Page text Start Marker

= Filipinos in Michigan =

Immigration of people born in the Philippines and of Filipino ancestry to Michigan

The first Filipinos in Michigan were three elite students in scholarship at the University of Michigan, recruited by Dean C. Worcester. Working Filipinos began immigrating to Michigan in 1903, following the adoption of the Pensionado Act. After seeing the success of the program, other Filipinos began to self-fund their own immigration to the United States; these first immigrants settled in Hawaii, San Francisco, Los Angeles, and Seattle. These early immigrants faced racism and the struggles of the Great Depression, and moved to the Midwestern United States in hopes of finding better employment opportunities. Some of these Pinoys settled in Detroit, working in the automotive manufacturing. Others, including Pinays, worked in the hospitality industry, and they developed a small community.

After World War Two, thousands of war brides arrived in the United States from the Philippines. There was enough of a community to start a Filipino Women's Club of Detroit in 1952. Additional ethnic organizations were found to support Filipino people in Michigan, both at U. of Michigan and in the cities, from the 1950s through the 1980s.

Almost all Filipinos in Michigan arrived after 1965, with the passage of a new immigration law. The first wave of nurses from the Philippines arrived in the 1970s, including to Ann Arbor. As of 2010, 22,500 Filipino-Americans lived in Michigan. As of 2020, the Filipino community is large and thriving; over 500 people celebrated the feast of Santo Niño in Detroit that January. As of 2024, over 52,000 Filipino-Americans now live in Michigan.

Page text End Marker

> [Tasks for this exercise]
(a) Answer these questions from the text on Filipinos in Michigan.
(i) In what year did working Filipinos begin immigrating to Michigan?
(ii) What organization was started in 1952?
(iii) How many Filipino-Americans lived in Michigan as of 2010?
(b) Copy the text on Filipinos in Michigan word for word from "The first Filipinos" to "a small community.".

Data section Start Marker

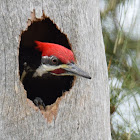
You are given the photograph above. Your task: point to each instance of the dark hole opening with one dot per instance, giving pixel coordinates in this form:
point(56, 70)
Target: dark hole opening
point(52, 87)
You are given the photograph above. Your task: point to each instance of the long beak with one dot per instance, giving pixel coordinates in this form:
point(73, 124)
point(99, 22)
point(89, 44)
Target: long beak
point(73, 69)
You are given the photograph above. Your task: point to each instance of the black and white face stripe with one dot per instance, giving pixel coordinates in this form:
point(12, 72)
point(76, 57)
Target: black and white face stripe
point(52, 60)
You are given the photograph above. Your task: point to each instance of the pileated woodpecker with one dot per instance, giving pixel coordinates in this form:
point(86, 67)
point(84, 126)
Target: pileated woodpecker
point(46, 81)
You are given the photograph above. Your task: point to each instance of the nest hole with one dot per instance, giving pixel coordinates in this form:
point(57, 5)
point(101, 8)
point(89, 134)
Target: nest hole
point(52, 87)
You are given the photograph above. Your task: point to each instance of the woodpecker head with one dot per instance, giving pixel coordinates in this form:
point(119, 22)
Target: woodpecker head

Data section End Marker

> [Outputs by task]
(a)
(i) 1903
(ii) The Filipino Women's Club of Detroit
(iii) 22,500

(b)
The first Filipinos in Michigan were three elite students in scholarship at the University of Michigan, recruited by Dean C. Worcester. Working Filipinos began immigrating to Michigan in 1903, following the adoption of the Pensionado Act. After seeing the success of the program, other Filipinos began to self-fund their own immigration to the United States; these first immigrants settled in Hawaii, San Francisco, Los Angeles, and Seattle. These early immigrants faced racism and the struggles of the Great Depression, and moved to the Midwestern United States in hopes of finding better employment opportunities. Some of these Pinoys settled in Detroit, working in the automotive manufacturing. Others, including Pinays, worked in the hospitality industry, and they developed a small community.